Tides
The tides come in
The tides go out
Awakening measured in waves
Under the patient moon
Tides is one of the oldest surviving recordings in my portfolio and one that I have revisited many times to experiment with ideas and new techniques. The music was inspired by my first visit to the Atlantic in 1985 and the (since lost) video sculpture the Caribbean in 1989. It spans a period of joy and grief and a cataclysmic change in not only in my life but my perspective. Although not a mature piece by any stretch it remains a touchstone for my understanding of self and impermanence manifested in the arising and passing of causes and conditions.
1991
Tides
Keyboards: Tony
Guitar: Dale Marsh
Tides was recorded using a four-track cassette recorder, a Roland Juno keyboard and acoustic guitar played by Dale Marsh. Dale was the teaching assistant in my expanded arts (what we called multi-media in ye olden days) class and I was told many years later he had passed. In 2020 I transferred an old cassette recording of Tides and have restored it as best I could and dedicate it to his memory.
The recording of Tides was used as background for a video sculpture featuring footage shot on a sailboat in Key West, Florida. Designed as a meditative piece, the sculpture used a wood frame which was painted black holding three televisions in a vertical stack. Three unique (VHS) video feeds were manually synced with the soundtrack that were comprised of oceanic and atmospheric images.

2006
The virtual sculpture for Tides was first constructed in Second Life using UV wraps called ‘sculpties’ created by Elout de Kok. These were combined with texture animation and simple revolver scripts. Like the material version of the work I wanted to create meditative piece that captured the gestalt of the ocean experience. This is the first time I used a painted image as the basis of a virtual work although in this instance the painting, Nauset, has no relationship to the original work.

#### ACTIONS TO TAKE
**A.** According to the account of the Tides recording, what kind of recorder was used to make it?
**B.** Carry on the account of the Tides recording and sculpture, starting after its final sentence.

#### THE DATA
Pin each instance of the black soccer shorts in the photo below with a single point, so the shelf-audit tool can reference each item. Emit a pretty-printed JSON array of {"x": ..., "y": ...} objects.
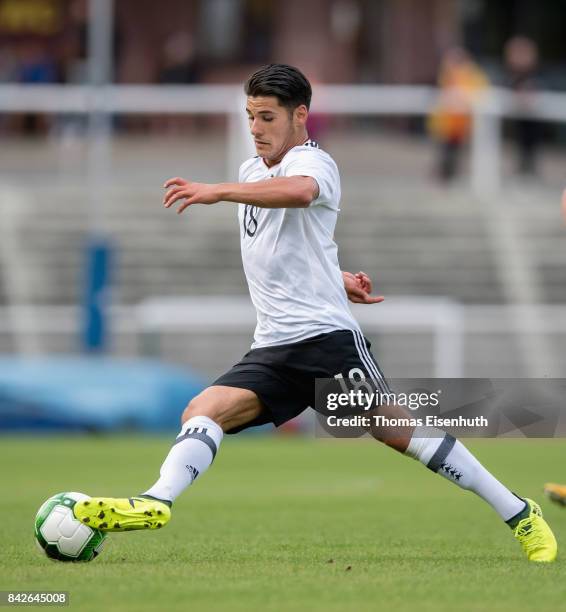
[{"x": 283, "y": 377}]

#### ANSWERS IN ORDER
**A.** A four-track cassette recorder.

**B.**
2020
In 2020 I began the Avativa project, a virtual landscape shaped by my music and painting, where the sculpture is housed in a replica of my first virtual architecture. In addition I remastered the Tides soundtrack from 1991 to stream as part of the virtual installation.
2022

“Knowing this body is like foam,
Fully awake to its mirage-like nature,
Cutting off Māra’s flowers,
One goes unseen by the King of Death.”
Excerpt From The Dhammapada
Translation by Gil Fronsdal
With a nod to my studies of impermanence, causes and conditions, and the intangible nature of self I again revisit Tides in the form of video; joining the forms of music, painting and virtual recordings. I seems to me now that Tides was created out of grief and loss and the unconscious need to move through it and away from it. As with most of my work now I contemplate Tides through the lens of Dhamma and teachings it provides.